Directions for this task: Give back all the records below, unaltered.

Stored data:
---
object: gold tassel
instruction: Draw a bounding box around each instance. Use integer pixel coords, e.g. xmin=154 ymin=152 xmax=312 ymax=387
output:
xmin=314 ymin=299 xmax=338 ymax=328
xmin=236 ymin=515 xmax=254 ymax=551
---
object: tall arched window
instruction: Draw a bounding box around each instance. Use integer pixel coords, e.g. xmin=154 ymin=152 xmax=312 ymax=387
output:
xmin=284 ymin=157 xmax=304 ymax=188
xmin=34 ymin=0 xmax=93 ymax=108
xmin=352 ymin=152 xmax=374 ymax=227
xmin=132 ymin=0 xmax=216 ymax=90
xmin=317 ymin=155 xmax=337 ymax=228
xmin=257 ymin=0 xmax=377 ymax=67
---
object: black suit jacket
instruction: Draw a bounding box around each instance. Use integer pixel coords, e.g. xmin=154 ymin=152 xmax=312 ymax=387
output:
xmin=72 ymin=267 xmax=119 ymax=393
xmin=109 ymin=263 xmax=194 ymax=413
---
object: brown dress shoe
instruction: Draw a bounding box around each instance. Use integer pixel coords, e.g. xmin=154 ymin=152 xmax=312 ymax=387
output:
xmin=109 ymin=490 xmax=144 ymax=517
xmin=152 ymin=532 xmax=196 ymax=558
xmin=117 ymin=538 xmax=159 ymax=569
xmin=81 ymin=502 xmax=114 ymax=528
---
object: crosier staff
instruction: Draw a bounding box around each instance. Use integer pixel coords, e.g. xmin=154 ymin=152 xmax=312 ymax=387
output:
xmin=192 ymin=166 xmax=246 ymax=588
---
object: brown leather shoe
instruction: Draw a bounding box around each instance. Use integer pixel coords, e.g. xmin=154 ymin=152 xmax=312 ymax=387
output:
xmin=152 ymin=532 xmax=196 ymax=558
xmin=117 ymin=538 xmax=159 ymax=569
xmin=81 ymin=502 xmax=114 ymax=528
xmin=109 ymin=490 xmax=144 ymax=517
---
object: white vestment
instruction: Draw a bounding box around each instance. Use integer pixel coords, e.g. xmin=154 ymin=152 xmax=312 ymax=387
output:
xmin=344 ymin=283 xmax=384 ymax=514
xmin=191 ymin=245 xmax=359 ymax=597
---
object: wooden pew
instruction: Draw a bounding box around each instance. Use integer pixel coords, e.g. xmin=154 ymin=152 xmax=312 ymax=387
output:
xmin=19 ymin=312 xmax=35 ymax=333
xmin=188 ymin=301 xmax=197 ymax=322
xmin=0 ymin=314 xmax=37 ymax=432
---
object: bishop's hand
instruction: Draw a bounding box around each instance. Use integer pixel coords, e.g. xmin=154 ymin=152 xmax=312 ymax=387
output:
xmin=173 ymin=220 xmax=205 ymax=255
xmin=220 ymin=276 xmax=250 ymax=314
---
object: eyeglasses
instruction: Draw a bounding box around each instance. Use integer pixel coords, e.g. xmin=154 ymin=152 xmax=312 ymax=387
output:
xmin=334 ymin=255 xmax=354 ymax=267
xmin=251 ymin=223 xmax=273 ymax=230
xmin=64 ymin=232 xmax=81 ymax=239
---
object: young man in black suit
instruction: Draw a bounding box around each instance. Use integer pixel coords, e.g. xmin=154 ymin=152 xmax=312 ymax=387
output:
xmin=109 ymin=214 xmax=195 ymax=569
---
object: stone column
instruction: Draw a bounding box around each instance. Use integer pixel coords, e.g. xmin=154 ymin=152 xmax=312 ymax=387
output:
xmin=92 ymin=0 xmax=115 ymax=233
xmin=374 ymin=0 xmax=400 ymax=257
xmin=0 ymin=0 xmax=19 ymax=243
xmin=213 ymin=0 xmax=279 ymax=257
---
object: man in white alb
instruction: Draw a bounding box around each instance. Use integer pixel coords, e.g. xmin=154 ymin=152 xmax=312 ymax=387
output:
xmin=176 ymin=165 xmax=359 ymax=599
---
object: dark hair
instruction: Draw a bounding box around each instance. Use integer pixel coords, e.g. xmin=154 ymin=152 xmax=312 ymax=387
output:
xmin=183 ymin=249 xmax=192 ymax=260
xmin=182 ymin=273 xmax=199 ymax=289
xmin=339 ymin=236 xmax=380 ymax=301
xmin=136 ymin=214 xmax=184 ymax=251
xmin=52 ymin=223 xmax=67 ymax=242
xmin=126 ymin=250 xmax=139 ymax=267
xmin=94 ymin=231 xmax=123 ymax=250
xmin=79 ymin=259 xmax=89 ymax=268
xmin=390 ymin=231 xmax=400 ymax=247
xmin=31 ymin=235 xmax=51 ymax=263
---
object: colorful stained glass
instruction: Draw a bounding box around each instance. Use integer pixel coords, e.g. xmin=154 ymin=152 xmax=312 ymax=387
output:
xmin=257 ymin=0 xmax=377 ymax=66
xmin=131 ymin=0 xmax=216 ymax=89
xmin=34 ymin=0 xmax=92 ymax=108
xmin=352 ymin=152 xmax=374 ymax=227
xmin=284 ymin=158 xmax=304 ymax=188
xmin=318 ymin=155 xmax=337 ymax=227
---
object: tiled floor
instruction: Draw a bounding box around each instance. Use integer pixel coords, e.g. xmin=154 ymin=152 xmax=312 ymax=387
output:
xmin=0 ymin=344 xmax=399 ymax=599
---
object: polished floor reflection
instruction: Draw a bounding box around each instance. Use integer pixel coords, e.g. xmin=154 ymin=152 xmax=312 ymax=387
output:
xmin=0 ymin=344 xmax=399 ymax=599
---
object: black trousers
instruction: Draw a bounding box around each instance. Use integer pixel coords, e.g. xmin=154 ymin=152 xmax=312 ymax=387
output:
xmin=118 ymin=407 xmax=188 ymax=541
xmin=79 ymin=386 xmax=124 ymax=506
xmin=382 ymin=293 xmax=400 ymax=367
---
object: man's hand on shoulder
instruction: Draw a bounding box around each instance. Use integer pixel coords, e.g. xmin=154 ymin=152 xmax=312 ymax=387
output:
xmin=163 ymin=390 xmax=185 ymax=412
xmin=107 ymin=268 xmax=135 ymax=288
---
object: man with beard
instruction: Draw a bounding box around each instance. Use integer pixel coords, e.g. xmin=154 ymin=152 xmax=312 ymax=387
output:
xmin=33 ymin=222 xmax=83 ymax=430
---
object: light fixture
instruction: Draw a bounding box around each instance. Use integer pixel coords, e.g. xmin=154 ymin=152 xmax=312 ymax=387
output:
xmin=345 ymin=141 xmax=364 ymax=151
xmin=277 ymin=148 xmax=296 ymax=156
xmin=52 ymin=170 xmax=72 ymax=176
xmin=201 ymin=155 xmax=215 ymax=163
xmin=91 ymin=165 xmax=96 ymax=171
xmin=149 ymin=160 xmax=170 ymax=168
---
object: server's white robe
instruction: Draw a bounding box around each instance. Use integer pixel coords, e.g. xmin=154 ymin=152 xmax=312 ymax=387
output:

Answer to this problem:
---
object: gold tassel
instruction: Draw a bounding box around each instance. Use integer pixel coords, e.g. xmin=154 ymin=152 xmax=312 ymax=387
output:
xmin=314 ymin=299 xmax=338 ymax=328
xmin=236 ymin=515 xmax=254 ymax=551
---
object: tall arched window
instruction: Draw a bounding box around each instance. Use integer pixel coords, e.g. xmin=154 ymin=152 xmax=312 ymax=387
output:
xmin=284 ymin=157 xmax=304 ymax=188
xmin=34 ymin=0 xmax=93 ymax=108
xmin=352 ymin=152 xmax=374 ymax=227
xmin=132 ymin=0 xmax=216 ymax=90
xmin=317 ymin=155 xmax=337 ymax=228
xmin=257 ymin=0 xmax=377 ymax=67
---
object: black suit jacket
instruction: Draw a bounding box around each instance. Use integer pixel coords, e.g. xmin=154 ymin=152 xmax=312 ymax=387
output:
xmin=72 ymin=267 xmax=119 ymax=393
xmin=109 ymin=263 xmax=194 ymax=413
---
object: brown dress shoe
instruction: Draw a bounding box around each instance. Use integer pixel coords, e.g. xmin=154 ymin=152 xmax=312 ymax=387
output:
xmin=109 ymin=490 xmax=144 ymax=517
xmin=152 ymin=532 xmax=196 ymax=558
xmin=117 ymin=538 xmax=159 ymax=569
xmin=81 ymin=502 xmax=114 ymax=528
---
object: crosier staff
instruction: Draw a bounding box around each instance. Use integer pixel coords, e.g. xmin=154 ymin=152 xmax=312 ymax=387
output:
xmin=192 ymin=166 xmax=246 ymax=588
---
object: brown leather shoe
instruction: Draw a bounding box around each instance. Use integer pixel coords, e.g. xmin=154 ymin=152 xmax=312 ymax=387
output:
xmin=152 ymin=532 xmax=196 ymax=558
xmin=117 ymin=538 xmax=159 ymax=569
xmin=81 ymin=502 xmax=114 ymax=528
xmin=109 ymin=490 xmax=144 ymax=517
---
object: white vestment
instruction: Draw a bounding box around each instance. Use integer pixel coords, e.g. xmin=154 ymin=152 xmax=312 ymax=387
output:
xmin=344 ymin=283 xmax=384 ymax=514
xmin=191 ymin=245 xmax=359 ymax=597
---
object: wooden pew
instruction: Draw a bounding box around each instance. Use integer pixel coords, e.g. xmin=154 ymin=152 xmax=312 ymax=387
output:
xmin=19 ymin=312 xmax=35 ymax=333
xmin=188 ymin=301 xmax=197 ymax=322
xmin=0 ymin=314 xmax=37 ymax=432
---
object: bishop's hand
instruction: Draw a bounding box around each instance. Use integer pixel coords, e.g. xmin=154 ymin=152 xmax=312 ymax=387
output:
xmin=173 ymin=220 xmax=205 ymax=255
xmin=220 ymin=276 xmax=250 ymax=314
---
object: eyeglasses
instruction: Draw a bounding box around each instance. Use integer pixel coords, e.g. xmin=154 ymin=152 xmax=312 ymax=387
output:
xmin=334 ymin=255 xmax=354 ymax=267
xmin=251 ymin=223 xmax=273 ymax=230
xmin=64 ymin=232 xmax=81 ymax=239
---
object: young man in black suit
instruction: Draw a bounding box around each instance. Use integer pixel coords, e.g. xmin=154 ymin=152 xmax=312 ymax=387
output:
xmin=109 ymin=214 xmax=195 ymax=569
---
object: stone column
instruction: Draw a bounding box around each instance. Use integer pixel coords, e.g. xmin=154 ymin=152 xmax=312 ymax=387
output:
xmin=92 ymin=0 xmax=115 ymax=233
xmin=374 ymin=0 xmax=400 ymax=257
xmin=0 ymin=0 xmax=19 ymax=243
xmin=213 ymin=0 xmax=279 ymax=257
---
object: man in white alb
instruction: Draw a bounding box around each instance. Use integer pixel coords, e.g. xmin=154 ymin=152 xmax=312 ymax=387
output:
xmin=176 ymin=165 xmax=359 ymax=599
---
object: dark hair
instruction: Draw a bounding box around each instance. Use integer pixel coords, e.g. xmin=154 ymin=152 xmax=312 ymax=387
output:
xmin=183 ymin=249 xmax=192 ymax=260
xmin=182 ymin=273 xmax=199 ymax=289
xmin=339 ymin=236 xmax=380 ymax=301
xmin=136 ymin=214 xmax=184 ymax=251
xmin=52 ymin=223 xmax=67 ymax=242
xmin=126 ymin=250 xmax=139 ymax=267
xmin=94 ymin=231 xmax=123 ymax=250
xmin=79 ymin=259 xmax=89 ymax=268
xmin=390 ymin=231 xmax=400 ymax=247
xmin=31 ymin=235 xmax=51 ymax=263
---
object: colorful stained glass
instruction: Draw a bounding box around each instance. Use integer pixel coords, e.g. xmin=154 ymin=152 xmax=312 ymax=387
output:
xmin=257 ymin=0 xmax=377 ymax=66
xmin=131 ymin=0 xmax=216 ymax=89
xmin=34 ymin=0 xmax=92 ymax=108
xmin=352 ymin=152 xmax=374 ymax=227
xmin=284 ymin=158 xmax=304 ymax=188
xmin=318 ymin=155 xmax=337 ymax=227
---
object: tiled floor
instruction: Draw a bounding box around each instance. Use integer pixel coords, e.g. xmin=154 ymin=152 xmax=312 ymax=387
output:
xmin=0 ymin=344 xmax=399 ymax=599
---
object: polished floor reflection
instruction: Draw a bounding box around each instance. Use integer pixel coords, e.g. xmin=154 ymin=152 xmax=312 ymax=387
output:
xmin=0 ymin=344 xmax=399 ymax=599
---
object: black trousers
instruction: Draw a bounding box around each instance. Use integer pixel coords, e.g. xmin=154 ymin=152 xmax=312 ymax=387
output:
xmin=118 ymin=407 xmax=188 ymax=541
xmin=79 ymin=386 xmax=124 ymax=506
xmin=382 ymin=293 xmax=400 ymax=367
---
object: man's hand on shoulder
instruction: Draw a bounding box around each instance. Use integer pixel coords, e.g. xmin=154 ymin=152 xmax=312 ymax=387
output:
xmin=163 ymin=390 xmax=185 ymax=412
xmin=107 ymin=268 xmax=135 ymax=288
---
object: man with beard
instruction: Draw a bounding box around each instance. Use integer pixel coords, e.g. xmin=154 ymin=152 xmax=312 ymax=387
output:
xmin=33 ymin=222 xmax=83 ymax=430
---
object: light fixture
instruction: Draw a bounding box around each instance. Use integer pixel coords, e.g. xmin=154 ymin=152 xmax=312 ymax=387
output:
xmin=345 ymin=141 xmax=364 ymax=151
xmin=277 ymin=148 xmax=296 ymax=156
xmin=52 ymin=170 xmax=72 ymax=176
xmin=201 ymin=155 xmax=215 ymax=163
xmin=91 ymin=165 xmax=96 ymax=171
xmin=149 ymin=160 xmax=170 ymax=168
---
object: server's white robe
instruction: Draw a bounding box around each instance. Use integer pixel coords, e.g. xmin=154 ymin=152 xmax=312 ymax=387
output:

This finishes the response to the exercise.